### [Document text]
★ ★ ★

The Company expects to file the LTIP as an exhibit to the Company’s Quarterly Report on Form 10-Q for the quarter ended June 30, 2013, as required under the rules of the Securities Exchange Act of 1934, as amended (the “Exchange Act”).

 

(e)          2013 Grants Under Compensatory Plan

 

On April 11, 2013, the Compensation Committee determined to recommend to the Board of Directors, and the Board of Directors approved, the following discretionary 2013 long-term incentive awards under the LTIP in respect of the 2012 performance year (the “2013 LTIP Grants”):

 

Executive

 

Notional Shares

 

Terrence Ronan, Executive Vice President—Chief Financial Officer

 

20,619

 

Paul H. Rapisarda, Executive Vice President—Commercial Development

 

41,237

 

 

The 2013 LTIP Grants are subject to the terms and conditions of the LTIP and of the respective Participation Agreements and Confirmations governing each of Mr. Rapisarda’s and Mr. Ronan’s awards (the “Participation Agreements”). The Compensation Committee exercised its discretionary authority under the LTIP to alter the grant amounts, as well as the conditions and timing of vesting with respect to the awards.  The vesting of the 2013 LTIP Grants will be based on Relative TSR and Project Adjusted EBITDA per Common Share over the three year performance period of April 1, 2013 to March 31, 2016, each with an equal 50% weighting and with reference to pre-established target ranges described in the Participation Agreements.

★ ★ ★

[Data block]
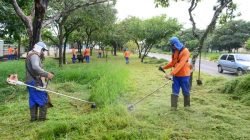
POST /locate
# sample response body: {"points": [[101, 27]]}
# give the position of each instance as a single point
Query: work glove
{"points": [[169, 77], [161, 69]]}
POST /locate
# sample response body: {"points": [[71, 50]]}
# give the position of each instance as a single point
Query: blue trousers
{"points": [[87, 59], [36, 97], [73, 58], [183, 83], [127, 60]]}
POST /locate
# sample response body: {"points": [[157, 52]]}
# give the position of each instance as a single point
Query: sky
{"points": [[203, 14]]}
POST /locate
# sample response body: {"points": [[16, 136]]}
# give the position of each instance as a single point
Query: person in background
{"points": [[15, 55], [10, 53], [74, 55], [126, 55], [180, 72], [99, 53], [38, 100], [86, 54]]}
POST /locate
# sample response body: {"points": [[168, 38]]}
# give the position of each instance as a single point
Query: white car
{"points": [[237, 63]]}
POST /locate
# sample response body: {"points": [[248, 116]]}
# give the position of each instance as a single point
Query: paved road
{"points": [[208, 67]]}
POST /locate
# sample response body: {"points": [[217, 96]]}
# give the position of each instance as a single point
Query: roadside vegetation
{"points": [[113, 85]]}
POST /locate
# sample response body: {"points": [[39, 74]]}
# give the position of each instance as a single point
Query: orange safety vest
{"points": [[126, 54], [86, 52], [10, 51], [74, 51], [180, 63]]}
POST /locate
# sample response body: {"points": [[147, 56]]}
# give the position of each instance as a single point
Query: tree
{"points": [[9, 23], [150, 32], [248, 44], [220, 5], [156, 29], [231, 35], [133, 28], [33, 21], [64, 10]]}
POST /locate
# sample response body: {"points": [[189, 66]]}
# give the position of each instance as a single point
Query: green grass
{"points": [[113, 85]]}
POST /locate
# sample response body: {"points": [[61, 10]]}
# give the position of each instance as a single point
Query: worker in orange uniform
{"points": [[180, 72], [73, 55], [126, 55], [86, 54], [10, 53]]}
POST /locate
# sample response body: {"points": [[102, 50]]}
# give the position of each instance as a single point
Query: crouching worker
{"points": [[38, 100], [180, 73]]}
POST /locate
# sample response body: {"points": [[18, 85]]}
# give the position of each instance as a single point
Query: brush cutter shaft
{"points": [[43, 89], [149, 94]]}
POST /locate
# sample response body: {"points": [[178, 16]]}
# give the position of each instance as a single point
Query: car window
{"points": [[223, 57], [231, 58], [243, 57]]}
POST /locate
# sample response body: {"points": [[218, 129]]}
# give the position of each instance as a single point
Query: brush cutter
{"points": [[131, 106], [14, 81]]}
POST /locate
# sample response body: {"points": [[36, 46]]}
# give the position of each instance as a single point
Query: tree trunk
{"points": [[19, 47], [115, 48], [64, 48], [138, 47], [40, 9], [60, 44]]}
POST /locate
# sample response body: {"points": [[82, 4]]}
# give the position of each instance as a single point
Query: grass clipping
{"points": [[239, 88]]}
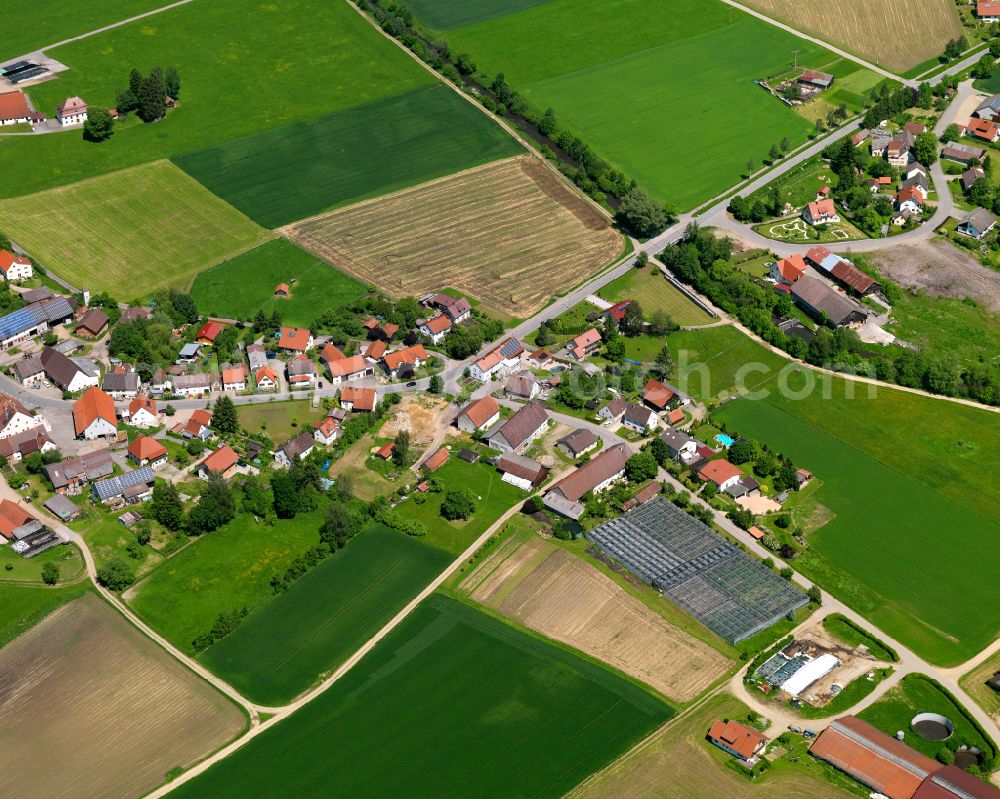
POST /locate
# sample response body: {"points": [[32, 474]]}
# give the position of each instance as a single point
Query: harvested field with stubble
{"points": [[561, 596], [89, 707], [894, 33], [510, 234]]}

★ ★ ★

### [Goal of the exercise]
Write the next part of the filing on the 2013 long-term incentive awards, starting right after its last sentence. These entries were taken from a separate source.

### [The answer]
 

Vesting is also conditioned on continued employment by the Company, subject to the provisions of the executive officers’ employment agreements relating to certain terminations of employment and changes in control (as described below in this Form 8-K). Vested notional shares will be settled following the administrator’s certification of the achievement of the performance metrics following March 31, 2016, but no later than June 15, 2016. The notional shares, any additional notional shares credited following the payment of dividends by the Company and any Common Shares settled or cash payments made are also subject to the clawback provisions of the executive officers’ employment agreements (as described below in this Form 8-K).

 

In addition, on April 11, 2013, the Company granted Terrence Ronan 6,000 notional shares.  This award was one third vested upon grant and vests as to the remaining two thirds in two equal installments on each of February 28, 2014 and February 28, 2015, subject to the terms of the Participation Agreement with respect to the grant.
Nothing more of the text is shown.